- What needs to be done
The expected answer is every line of the material, reproduced exactly.
START Information given
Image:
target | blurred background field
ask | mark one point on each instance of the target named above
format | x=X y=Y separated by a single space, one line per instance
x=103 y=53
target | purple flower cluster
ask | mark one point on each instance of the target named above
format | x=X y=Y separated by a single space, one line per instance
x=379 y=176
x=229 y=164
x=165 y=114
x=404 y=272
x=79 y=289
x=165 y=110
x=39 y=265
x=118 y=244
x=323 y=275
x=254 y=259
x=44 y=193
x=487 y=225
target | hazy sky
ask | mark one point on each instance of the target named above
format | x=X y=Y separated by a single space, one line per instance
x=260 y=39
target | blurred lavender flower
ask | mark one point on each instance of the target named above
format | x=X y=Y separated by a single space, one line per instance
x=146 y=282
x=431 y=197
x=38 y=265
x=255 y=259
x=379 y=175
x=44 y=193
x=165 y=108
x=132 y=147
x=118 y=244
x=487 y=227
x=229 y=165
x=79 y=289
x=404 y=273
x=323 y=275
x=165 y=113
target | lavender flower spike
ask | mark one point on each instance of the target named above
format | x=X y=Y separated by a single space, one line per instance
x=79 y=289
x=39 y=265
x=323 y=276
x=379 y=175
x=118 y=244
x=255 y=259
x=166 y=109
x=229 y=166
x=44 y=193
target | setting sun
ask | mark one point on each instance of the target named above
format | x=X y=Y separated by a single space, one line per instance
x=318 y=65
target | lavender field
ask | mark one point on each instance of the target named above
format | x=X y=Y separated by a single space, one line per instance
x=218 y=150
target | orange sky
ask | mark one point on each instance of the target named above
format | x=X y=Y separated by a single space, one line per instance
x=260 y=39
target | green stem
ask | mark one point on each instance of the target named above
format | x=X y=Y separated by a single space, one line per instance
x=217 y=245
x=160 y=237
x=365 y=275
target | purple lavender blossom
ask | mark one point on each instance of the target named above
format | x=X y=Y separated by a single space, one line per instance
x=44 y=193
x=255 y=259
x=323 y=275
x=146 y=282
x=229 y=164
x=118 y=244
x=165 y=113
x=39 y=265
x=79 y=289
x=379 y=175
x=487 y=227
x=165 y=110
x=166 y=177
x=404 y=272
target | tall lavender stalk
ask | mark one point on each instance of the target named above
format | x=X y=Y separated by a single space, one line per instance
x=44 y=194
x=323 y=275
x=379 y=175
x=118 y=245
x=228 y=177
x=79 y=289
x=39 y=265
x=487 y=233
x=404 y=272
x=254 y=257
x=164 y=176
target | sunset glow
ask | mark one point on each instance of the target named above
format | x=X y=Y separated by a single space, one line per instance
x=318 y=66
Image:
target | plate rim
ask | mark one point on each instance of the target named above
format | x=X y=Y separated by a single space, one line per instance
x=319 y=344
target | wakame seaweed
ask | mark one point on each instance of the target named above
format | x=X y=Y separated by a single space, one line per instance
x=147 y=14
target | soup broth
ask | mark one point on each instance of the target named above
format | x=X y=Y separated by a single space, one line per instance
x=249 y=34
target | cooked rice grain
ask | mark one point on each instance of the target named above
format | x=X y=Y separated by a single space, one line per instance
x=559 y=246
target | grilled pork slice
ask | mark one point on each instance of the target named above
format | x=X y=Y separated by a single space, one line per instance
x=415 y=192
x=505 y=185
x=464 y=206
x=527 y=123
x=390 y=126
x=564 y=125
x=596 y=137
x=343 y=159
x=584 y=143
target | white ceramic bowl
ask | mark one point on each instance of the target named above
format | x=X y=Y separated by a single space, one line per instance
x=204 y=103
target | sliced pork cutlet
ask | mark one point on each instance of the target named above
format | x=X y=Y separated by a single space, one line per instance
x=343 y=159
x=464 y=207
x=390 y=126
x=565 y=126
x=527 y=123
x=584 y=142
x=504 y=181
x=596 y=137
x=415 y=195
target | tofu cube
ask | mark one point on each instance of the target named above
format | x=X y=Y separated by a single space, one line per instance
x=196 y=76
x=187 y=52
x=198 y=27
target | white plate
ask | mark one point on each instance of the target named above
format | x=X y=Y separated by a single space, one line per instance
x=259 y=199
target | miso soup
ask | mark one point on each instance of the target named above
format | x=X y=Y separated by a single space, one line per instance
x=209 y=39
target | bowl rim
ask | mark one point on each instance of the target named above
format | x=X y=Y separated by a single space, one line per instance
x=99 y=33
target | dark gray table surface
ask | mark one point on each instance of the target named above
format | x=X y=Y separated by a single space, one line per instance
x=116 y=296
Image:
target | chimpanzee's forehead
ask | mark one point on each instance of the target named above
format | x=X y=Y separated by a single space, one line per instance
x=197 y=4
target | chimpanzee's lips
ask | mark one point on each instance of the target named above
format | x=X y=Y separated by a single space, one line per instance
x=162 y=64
END Information given
- Answer for the task
Image:
target | blurred background field
ask | mark one point on each instance of the target named above
format | x=X y=Y separated by a single space, one line per instance
x=103 y=53
target | purple flower cluster
ask | mark one point on each instance of the target named above
format | x=X y=Y separated by a single space, one line per instance
x=379 y=176
x=229 y=164
x=165 y=114
x=404 y=272
x=79 y=289
x=165 y=110
x=39 y=265
x=118 y=244
x=323 y=275
x=254 y=259
x=44 y=193
x=487 y=225
target | hazy sky
ask | mark one point on each instance of the target named above
format | x=X y=Y separated by a single space, one line per instance
x=260 y=39
target | blurred lavender flower
ask | mark one point on each instance of the target named above
format | x=X y=Y separated by a single space, one line per instance
x=146 y=282
x=431 y=197
x=38 y=265
x=255 y=259
x=379 y=175
x=44 y=193
x=165 y=108
x=132 y=147
x=118 y=244
x=487 y=227
x=229 y=165
x=79 y=289
x=404 y=273
x=323 y=275
x=165 y=113
target | lavender flower spike
ask | mark one point on each instance of the target named above
format | x=X y=Y separated by a single space, one line per instance
x=79 y=289
x=39 y=265
x=323 y=276
x=379 y=175
x=118 y=244
x=255 y=259
x=166 y=109
x=229 y=166
x=44 y=193
target | setting sun
ask | mark one point on each instance of the target named above
format | x=X y=Y separated by a single space, one line per instance
x=318 y=65
target | lavender field
ask | mark one point on each instance of the target named above
format | x=X y=Y separated by a single space, one line per instance
x=218 y=150
target | orange sky
ask | mark one point on each instance of the target named above
format | x=X y=Y separated by a single space, one line per instance
x=260 y=39
target | green stem
ask | mark one point on each instance of the target named above
format | x=X y=Y separated by a single space, one line per instance
x=217 y=245
x=160 y=237
x=365 y=275
target | purple lavender blossom
ask | mark one point on each instance of the target named above
format | x=X y=Y separated by a single space, one line per instance
x=44 y=193
x=255 y=259
x=323 y=275
x=146 y=282
x=229 y=164
x=118 y=244
x=165 y=113
x=39 y=265
x=79 y=289
x=379 y=175
x=487 y=227
x=165 y=110
x=166 y=177
x=404 y=272
target | tall lavender stalk
ask | mark one point on each instance of the target named above
format | x=X y=Y separated by a single space, one line per instance
x=44 y=194
x=323 y=275
x=379 y=175
x=118 y=245
x=228 y=177
x=79 y=289
x=39 y=265
x=487 y=233
x=404 y=272
x=254 y=257
x=164 y=176
target | sunset glow
ask | mark one point on each instance of the target named above
format | x=X y=Y separated by a single space, one line per instance
x=318 y=66
Image:
target | plate rim
ask | mark one point on each instance of the target named above
format | x=X y=Y separated by a single space, one line per instance
x=319 y=344
target | wakame seaweed
ask | mark one point on each instance of the target named above
format | x=X y=Y separated by a single space, one line per instance
x=147 y=14
target | soup broth
ask | mark one point on each instance of the target named above
format | x=X y=Y separated by a single space, one line per instance
x=249 y=34
target | cooked rice grain
ask | mark one point on each instance of the target named above
format | x=X y=Y separated by a single space, one line per instance
x=559 y=246
target | grilled pork slice
ask | mark one point on each instance of the target named above
format | x=X y=Y separated by a single space, one line per instance
x=415 y=192
x=505 y=185
x=464 y=206
x=527 y=123
x=390 y=126
x=564 y=125
x=596 y=137
x=343 y=159
x=584 y=143
target | white ceramic bowl
ask | mark one point on each instance of the target named above
format | x=X y=Y separated by a single space, one line per instance
x=204 y=103
target | sliced pork cutlet
ask | mark one point on each instance of the target named above
format | x=X y=Y separated by a single space, one line per instance
x=343 y=159
x=464 y=207
x=390 y=126
x=565 y=126
x=527 y=123
x=584 y=142
x=504 y=181
x=596 y=137
x=415 y=195
target | tofu cube
ask | mark one point on each instance of the target named above
format | x=X y=Y separated by a single space, one line per instance
x=196 y=76
x=187 y=52
x=198 y=27
target | white plate
ask | mark one point on each instance of the target named above
format | x=X y=Y separated by a single space, one line per instance
x=259 y=199
target | miso soup
ask | mark one point on each instance of the target named above
format | x=X y=Y separated by a single space, one line per instance
x=209 y=39
target | bowl rim
ask | mark one point on each instance of the target named above
format | x=X y=Y separated by a single space, one line per instance
x=99 y=33
target | dark gray table surface
ask | mark one point on each instance of the target named above
format | x=X y=Y separated by a single space, one line per instance
x=116 y=296
Image:
target | chimpanzee's forehead
ask | mark one point on each instance of the target named above
format | x=X y=Y separated by a single space, one line per instance
x=197 y=4
target | chimpanzee's lips
ask | mark one point on each instance of the target named above
format | x=X y=Y separated by a single space, one line per instance
x=162 y=64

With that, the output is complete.